## WHAT YOU NEED TO DO
Comb through the entries for "hair" and pull out each line that holds it.

## DATASET EXCERPTS
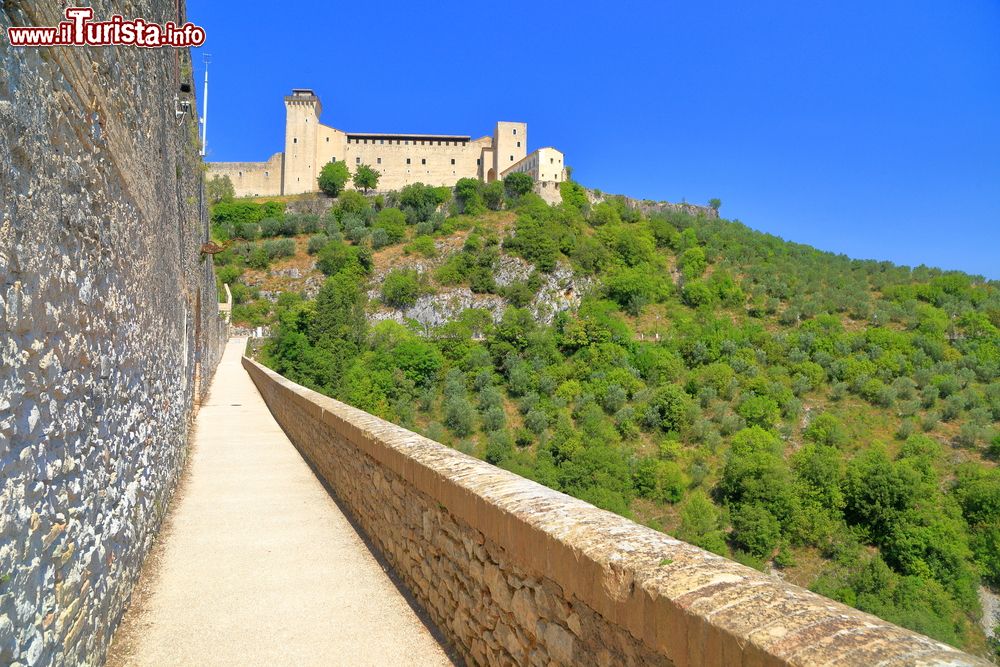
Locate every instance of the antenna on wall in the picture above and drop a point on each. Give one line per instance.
(206, 58)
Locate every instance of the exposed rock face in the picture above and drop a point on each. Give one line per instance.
(110, 325)
(561, 290)
(515, 573)
(648, 206)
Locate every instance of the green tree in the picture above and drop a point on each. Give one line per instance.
(670, 408)
(401, 288)
(366, 178)
(469, 196)
(220, 189)
(393, 222)
(493, 195)
(574, 195)
(518, 184)
(333, 177)
(755, 530)
(700, 524)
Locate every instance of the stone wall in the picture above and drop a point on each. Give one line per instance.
(109, 312)
(514, 573)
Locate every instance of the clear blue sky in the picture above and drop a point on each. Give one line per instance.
(867, 128)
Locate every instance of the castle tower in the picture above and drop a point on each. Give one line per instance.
(302, 111)
(510, 145)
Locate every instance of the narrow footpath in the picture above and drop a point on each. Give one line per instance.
(257, 564)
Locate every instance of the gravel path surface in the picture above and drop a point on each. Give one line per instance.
(257, 565)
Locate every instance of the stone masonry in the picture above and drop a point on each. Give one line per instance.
(515, 573)
(110, 324)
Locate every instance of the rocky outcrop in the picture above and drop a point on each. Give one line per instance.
(561, 290)
(514, 573)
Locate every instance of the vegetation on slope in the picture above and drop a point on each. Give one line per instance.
(833, 419)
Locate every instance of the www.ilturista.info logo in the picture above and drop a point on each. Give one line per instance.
(79, 30)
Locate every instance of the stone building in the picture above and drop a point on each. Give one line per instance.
(432, 159)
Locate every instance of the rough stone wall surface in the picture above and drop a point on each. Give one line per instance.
(515, 573)
(107, 312)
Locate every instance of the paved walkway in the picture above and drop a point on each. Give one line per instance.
(258, 566)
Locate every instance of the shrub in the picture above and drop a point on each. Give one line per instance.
(422, 245)
(258, 258)
(380, 239)
(670, 408)
(333, 177)
(659, 480)
(696, 293)
(248, 231)
(468, 196)
(760, 411)
(279, 248)
(316, 243)
(499, 447)
(493, 195)
(393, 222)
(536, 421)
(518, 184)
(401, 288)
(309, 224)
(574, 195)
(755, 530)
(458, 415)
(270, 227)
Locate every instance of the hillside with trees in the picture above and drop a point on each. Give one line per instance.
(833, 421)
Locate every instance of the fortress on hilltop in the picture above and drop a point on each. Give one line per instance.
(401, 159)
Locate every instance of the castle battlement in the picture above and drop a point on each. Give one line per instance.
(400, 158)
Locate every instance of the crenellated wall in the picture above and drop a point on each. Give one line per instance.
(109, 325)
(515, 573)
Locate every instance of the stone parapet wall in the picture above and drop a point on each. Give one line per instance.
(109, 324)
(515, 573)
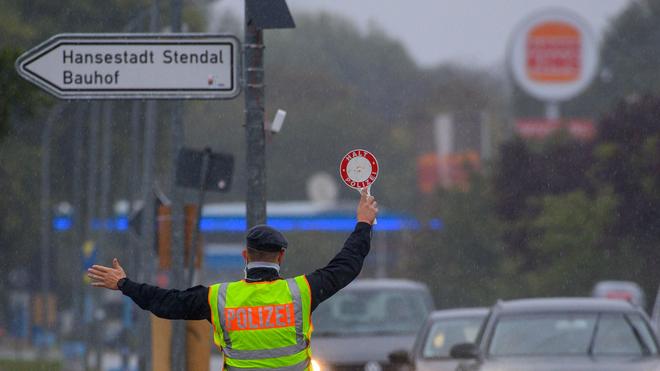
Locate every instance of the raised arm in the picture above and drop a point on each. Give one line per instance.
(347, 264)
(190, 304)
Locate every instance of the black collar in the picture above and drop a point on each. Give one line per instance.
(262, 274)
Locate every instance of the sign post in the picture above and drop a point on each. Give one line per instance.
(140, 66)
(359, 169)
(553, 56)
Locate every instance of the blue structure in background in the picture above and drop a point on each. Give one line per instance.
(236, 224)
(296, 216)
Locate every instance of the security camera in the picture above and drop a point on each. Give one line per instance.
(278, 121)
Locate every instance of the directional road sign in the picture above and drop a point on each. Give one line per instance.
(147, 66)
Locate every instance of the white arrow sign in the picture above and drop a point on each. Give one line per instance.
(121, 66)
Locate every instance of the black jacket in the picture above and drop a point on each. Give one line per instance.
(192, 304)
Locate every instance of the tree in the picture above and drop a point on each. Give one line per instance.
(463, 263)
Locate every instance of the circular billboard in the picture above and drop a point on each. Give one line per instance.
(553, 55)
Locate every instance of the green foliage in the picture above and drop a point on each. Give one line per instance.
(463, 262)
(576, 213)
(567, 243)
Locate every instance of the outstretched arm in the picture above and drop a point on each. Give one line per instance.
(347, 264)
(190, 304)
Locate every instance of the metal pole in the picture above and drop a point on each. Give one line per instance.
(206, 157)
(145, 261)
(90, 214)
(46, 209)
(147, 232)
(254, 123)
(133, 247)
(177, 136)
(104, 207)
(77, 216)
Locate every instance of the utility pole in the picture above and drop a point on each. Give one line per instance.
(46, 209)
(133, 194)
(259, 15)
(77, 216)
(178, 356)
(254, 120)
(145, 259)
(90, 214)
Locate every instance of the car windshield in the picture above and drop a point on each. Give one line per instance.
(447, 332)
(372, 312)
(572, 334)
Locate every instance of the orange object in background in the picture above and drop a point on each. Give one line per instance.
(553, 53)
(452, 170)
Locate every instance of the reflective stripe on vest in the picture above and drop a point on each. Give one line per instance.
(299, 366)
(284, 316)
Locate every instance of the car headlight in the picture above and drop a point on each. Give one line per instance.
(316, 366)
(373, 366)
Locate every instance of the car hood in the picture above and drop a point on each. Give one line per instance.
(436, 365)
(571, 364)
(358, 349)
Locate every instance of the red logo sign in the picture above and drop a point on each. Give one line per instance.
(583, 129)
(553, 53)
(358, 168)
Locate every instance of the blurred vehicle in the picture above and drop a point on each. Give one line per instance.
(562, 334)
(442, 330)
(358, 327)
(622, 290)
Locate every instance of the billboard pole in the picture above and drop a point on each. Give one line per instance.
(254, 121)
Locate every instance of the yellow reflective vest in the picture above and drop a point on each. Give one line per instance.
(263, 325)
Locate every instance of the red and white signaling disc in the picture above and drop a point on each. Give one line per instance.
(358, 169)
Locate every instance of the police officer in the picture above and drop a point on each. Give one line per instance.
(262, 321)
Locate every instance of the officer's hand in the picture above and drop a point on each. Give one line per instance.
(367, 208)
(105, 276)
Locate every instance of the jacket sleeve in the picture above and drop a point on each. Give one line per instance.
(343, 268)
(189, 304)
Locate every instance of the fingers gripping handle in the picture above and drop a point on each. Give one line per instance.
(368, 194)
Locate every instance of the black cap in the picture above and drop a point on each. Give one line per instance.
(265, 238)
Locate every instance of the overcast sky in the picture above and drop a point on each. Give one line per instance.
(473, 32)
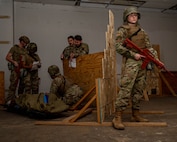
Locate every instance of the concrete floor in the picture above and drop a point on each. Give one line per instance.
(19, 128)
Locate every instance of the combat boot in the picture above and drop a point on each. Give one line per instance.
(117, 121)
(136, 116)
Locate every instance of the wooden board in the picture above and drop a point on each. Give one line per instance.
(127, 124)
(88, 68)
(2, 88)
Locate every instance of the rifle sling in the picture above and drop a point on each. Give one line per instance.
(135, 33)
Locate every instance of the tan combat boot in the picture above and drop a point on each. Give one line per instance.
(117, 121)
(136, 116)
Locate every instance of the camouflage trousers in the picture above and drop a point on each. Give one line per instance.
(31, 82)
(38, 103)
(72, 95)
(132, 84)
(14, 80)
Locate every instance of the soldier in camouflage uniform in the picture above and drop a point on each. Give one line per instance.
(69, 49)
(16, 65)
(133, 77)
(80, 47)
(32, 79)
(69, 92)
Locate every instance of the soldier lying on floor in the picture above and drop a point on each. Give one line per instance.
(63, 94)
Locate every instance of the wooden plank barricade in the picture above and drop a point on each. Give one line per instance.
(96, 74)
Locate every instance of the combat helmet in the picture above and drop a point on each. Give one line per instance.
(130, 10)
(32, 47)
(25, 39)
(53, 70)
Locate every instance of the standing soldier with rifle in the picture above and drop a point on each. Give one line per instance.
(15, 57)
(133, 76)
(32, 79)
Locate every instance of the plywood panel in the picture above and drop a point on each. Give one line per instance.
(88, 68)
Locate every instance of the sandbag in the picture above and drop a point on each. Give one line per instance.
(36, 102)
(72, 95)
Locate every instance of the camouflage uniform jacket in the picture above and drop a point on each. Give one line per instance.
(81, 50)
(58, 86)
(67, 51)
(141, 40)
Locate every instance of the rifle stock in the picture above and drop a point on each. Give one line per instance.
(148, 56)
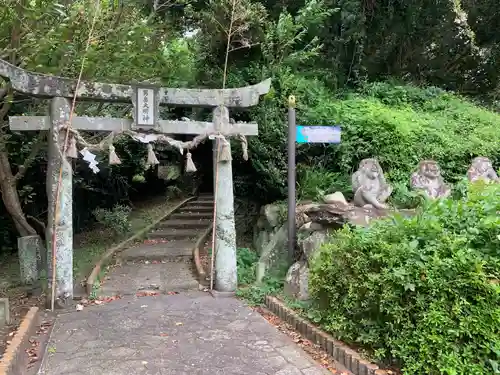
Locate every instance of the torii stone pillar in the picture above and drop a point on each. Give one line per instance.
(60, 90)
(226, 279)
(59, 115)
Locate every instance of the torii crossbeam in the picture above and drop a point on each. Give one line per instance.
(146, 100)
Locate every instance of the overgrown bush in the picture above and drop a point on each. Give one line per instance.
(399, 125)
(422, 293)
(117, 219)
(254, 294)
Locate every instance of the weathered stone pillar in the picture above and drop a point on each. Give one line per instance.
(30, 251)
(59, 114)
(226, 279)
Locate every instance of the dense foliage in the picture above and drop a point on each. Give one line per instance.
(420, 292)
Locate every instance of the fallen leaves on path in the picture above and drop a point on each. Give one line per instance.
(147, 293)
(100, 301)
(155, 241)
(309, 347)
(32, 352)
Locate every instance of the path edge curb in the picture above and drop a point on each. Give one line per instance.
(19, 342)
(201, 273)
(336, 349)
(89, 287)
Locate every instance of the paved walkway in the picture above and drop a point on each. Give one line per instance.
(188, 333)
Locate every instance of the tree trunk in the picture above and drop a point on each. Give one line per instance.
(10, 197)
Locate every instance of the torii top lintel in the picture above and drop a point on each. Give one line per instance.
(42, 85)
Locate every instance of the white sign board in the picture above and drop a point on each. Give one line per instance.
(145, 107)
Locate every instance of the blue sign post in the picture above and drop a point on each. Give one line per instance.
(301, 134)
(318, 134)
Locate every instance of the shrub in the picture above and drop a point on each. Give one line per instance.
(420, 292)
(116, 219)
(399, 125)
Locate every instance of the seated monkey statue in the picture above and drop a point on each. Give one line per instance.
(428, 179)
(369, 185)
(482, 169)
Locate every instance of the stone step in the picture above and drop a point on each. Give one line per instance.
(133, 278)
(186, 224)
(168, 251)
(190, 208)
(200, 203)
(174, 234)
(192, 216)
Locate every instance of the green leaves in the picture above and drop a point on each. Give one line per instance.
(420, 292)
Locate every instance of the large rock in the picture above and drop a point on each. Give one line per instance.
(267, 226)
(273, 252)
(297, 281)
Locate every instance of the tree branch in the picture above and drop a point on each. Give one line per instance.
(9, 96)
(35, 149)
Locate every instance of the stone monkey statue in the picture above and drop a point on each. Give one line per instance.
(369, 185)
(482, 169)
(428, 178)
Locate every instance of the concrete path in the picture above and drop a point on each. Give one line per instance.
(188, 333)
(191, 333)
(165, 263)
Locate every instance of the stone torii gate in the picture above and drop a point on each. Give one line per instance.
(146, 100)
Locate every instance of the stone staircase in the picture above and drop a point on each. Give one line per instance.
(165, 263)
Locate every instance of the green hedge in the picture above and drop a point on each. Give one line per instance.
(399, 125)
(421, 292)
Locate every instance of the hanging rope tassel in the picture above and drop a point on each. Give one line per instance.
(244, 146)
(113, 157)
(152, 160)
(72, 151)
(225, 153)
(190, 167)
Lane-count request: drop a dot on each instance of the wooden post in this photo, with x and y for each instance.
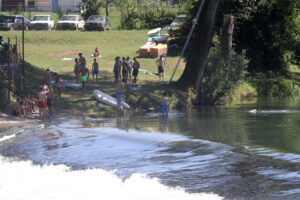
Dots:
(226, 35)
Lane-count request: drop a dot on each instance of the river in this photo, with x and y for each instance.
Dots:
(208, 153)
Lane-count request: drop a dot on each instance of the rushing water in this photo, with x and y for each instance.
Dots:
(201, 154)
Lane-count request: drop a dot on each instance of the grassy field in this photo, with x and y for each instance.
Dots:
(114, 16)
(45, 49)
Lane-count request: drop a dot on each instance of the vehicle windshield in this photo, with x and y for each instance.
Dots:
(9, 19)
(96, 18)
(180, 19)
(40, 18)
(68, 18)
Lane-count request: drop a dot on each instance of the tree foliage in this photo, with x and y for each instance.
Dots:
(267, 30)
(129, 14)
(92, 7)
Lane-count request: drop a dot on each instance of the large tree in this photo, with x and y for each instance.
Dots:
(199, 47)
(92, 7)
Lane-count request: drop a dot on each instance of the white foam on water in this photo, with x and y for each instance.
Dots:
(23, 180)
(7, 137)
(255, 111)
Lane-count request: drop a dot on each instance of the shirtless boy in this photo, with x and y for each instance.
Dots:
(95, 69)
(120, 89)
(161, 62)
(47, 77)
(82, 60)
(84, 76)
(77, 69)
(42, 103)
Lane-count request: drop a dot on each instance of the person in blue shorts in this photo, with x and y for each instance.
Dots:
(164, 107)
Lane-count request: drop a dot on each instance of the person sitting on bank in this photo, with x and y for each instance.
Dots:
(84, 76)
(164, 107)
(95, 69)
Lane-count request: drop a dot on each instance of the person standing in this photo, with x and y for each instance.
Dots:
(161, 62)
(164, 107)
(117, 68)
(47, 77)
(120, 86)
(82, 60)
(95, 69)
(129, 67)
(42, 103)
(136, 66)
(59, 87)
(77, 69)
(124, 70)
(84, 77)
(50, 96)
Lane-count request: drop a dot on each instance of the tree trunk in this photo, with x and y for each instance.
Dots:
(226, 36)
(106, 7)
(199, 47)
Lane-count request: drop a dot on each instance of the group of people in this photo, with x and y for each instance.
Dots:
(125, 68)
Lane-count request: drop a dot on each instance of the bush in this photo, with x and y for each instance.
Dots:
(156, 16)
(272, 88)
(221, 76)
(129, 15)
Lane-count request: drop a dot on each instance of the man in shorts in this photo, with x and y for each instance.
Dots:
(77, 69)
(82, 60)
(47, 77)
(161, 62)
(84, 76)
(120, 89)
(42, 103)
(95, 69)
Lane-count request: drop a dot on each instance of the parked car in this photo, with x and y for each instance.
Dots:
(73, 22)
(9, 22)
(18, 23)
(97, 22)
(41, 22)
(177, 23)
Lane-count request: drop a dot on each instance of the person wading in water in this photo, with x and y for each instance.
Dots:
(84, 76)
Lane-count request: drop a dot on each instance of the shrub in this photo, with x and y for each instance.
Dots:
(153, 16)
(221, 76)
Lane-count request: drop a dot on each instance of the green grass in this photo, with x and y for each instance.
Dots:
(114, 16)
(42, 47)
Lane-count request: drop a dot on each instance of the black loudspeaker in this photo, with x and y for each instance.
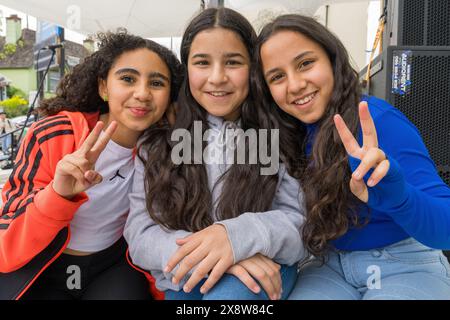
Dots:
(417, 23)
(416, 80)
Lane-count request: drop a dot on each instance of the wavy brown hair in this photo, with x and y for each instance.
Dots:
(177, 195)
(78, 90)
(325, 173)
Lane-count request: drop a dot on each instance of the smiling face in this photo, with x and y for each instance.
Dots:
(299, 75)
(138, 91)
(219, 72)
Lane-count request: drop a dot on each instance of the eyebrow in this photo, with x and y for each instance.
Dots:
(298, 57)
(227, 55)
(153, 74)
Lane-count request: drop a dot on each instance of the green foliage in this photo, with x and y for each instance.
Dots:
(15, 106)
(9, 49)
(12, 91)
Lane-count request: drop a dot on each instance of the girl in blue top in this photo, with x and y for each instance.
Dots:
(375, 204)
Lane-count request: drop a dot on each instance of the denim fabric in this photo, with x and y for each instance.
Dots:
(230, 287)
(406, 270)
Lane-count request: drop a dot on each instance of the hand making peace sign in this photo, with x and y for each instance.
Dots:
(369, 154)
(75, 172)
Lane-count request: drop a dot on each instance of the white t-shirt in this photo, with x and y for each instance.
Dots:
(99, 222)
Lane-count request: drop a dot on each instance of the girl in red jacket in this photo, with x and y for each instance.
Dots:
(65, 204)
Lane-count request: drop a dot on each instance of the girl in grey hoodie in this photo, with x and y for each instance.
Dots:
(218, 219)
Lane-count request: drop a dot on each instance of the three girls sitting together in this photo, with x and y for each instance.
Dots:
(355, 186)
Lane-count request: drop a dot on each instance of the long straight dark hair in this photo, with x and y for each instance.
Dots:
(177, 195)
(325, 174)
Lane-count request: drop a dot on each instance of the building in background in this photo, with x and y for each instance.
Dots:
(17, 57)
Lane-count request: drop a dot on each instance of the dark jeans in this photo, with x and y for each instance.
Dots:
(105, 275)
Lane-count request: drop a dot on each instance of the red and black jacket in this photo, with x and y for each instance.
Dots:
(34, 222)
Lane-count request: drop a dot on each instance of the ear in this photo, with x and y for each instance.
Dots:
(102, 89)
(171, 113)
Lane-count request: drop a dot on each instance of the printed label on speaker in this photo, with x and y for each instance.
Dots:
(401, 71)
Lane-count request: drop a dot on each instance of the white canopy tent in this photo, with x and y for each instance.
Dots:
(151, 18)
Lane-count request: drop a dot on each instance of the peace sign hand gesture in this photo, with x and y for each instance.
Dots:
(75, 172)
(369, 154)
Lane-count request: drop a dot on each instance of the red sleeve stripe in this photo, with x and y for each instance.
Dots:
(34, 167)
(38, 129)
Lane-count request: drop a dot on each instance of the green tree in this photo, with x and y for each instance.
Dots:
(15, 106)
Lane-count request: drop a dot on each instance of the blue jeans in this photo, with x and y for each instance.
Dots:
(406, 270)
(230, 287)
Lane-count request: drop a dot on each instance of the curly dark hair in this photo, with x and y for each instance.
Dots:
(325, 174)
(78, 90)
(178, 196)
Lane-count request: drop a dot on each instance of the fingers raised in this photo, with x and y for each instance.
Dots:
(348, 140)
(369, 131)
(92, 138)
(102, 141)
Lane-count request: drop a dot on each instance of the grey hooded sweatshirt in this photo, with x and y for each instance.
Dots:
(275, 234)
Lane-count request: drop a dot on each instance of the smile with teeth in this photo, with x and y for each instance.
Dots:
(305, 99)
(218, 93)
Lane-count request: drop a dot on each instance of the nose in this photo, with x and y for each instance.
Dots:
(218, 75)
(142, 92)
(296, 83)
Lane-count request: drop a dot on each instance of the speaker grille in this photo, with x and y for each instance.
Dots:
(427, 105)
(425, 22)
(438, 23)
(413, 22)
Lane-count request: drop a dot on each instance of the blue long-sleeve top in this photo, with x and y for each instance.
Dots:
(411, 200)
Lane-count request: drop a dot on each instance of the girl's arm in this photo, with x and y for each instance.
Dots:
(406, 185)
(32, 212)
(275, 233)
(150, 245)
(412, 192)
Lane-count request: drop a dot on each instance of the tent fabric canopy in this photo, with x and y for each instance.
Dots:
(150, 18)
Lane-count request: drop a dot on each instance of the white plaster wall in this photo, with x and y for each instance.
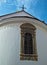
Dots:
(10, 47)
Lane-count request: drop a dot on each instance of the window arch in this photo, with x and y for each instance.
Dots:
(28, 42)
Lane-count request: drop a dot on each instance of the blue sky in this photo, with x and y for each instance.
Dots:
(37, 8)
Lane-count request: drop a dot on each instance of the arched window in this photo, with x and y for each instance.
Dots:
(28, 42)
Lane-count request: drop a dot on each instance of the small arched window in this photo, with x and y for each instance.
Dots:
(28, 42)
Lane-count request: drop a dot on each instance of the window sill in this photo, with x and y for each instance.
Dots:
(32, 57)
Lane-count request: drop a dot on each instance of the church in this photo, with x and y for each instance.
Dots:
(23, 39)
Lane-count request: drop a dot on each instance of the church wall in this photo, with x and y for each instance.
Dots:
(10, 40)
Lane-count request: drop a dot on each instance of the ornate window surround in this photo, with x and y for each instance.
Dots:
(28, 28)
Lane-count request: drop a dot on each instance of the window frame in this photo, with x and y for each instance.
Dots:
(28, 28)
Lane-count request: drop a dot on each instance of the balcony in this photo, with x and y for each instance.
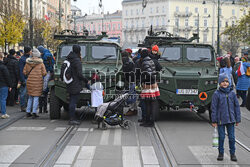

## RESPONSE TO THE EXERCISE
Lane-count request: drop a dot on each instance of the wavy brown hair in this photo, with x and y for each instance.
Lane-count request: drop a dot on each instance of the long straight dark hair in this photo, with x and y for each instance.
Lane-count request: drop a dot on each instance of the curly dark hair in this photo, with x and y for each instance.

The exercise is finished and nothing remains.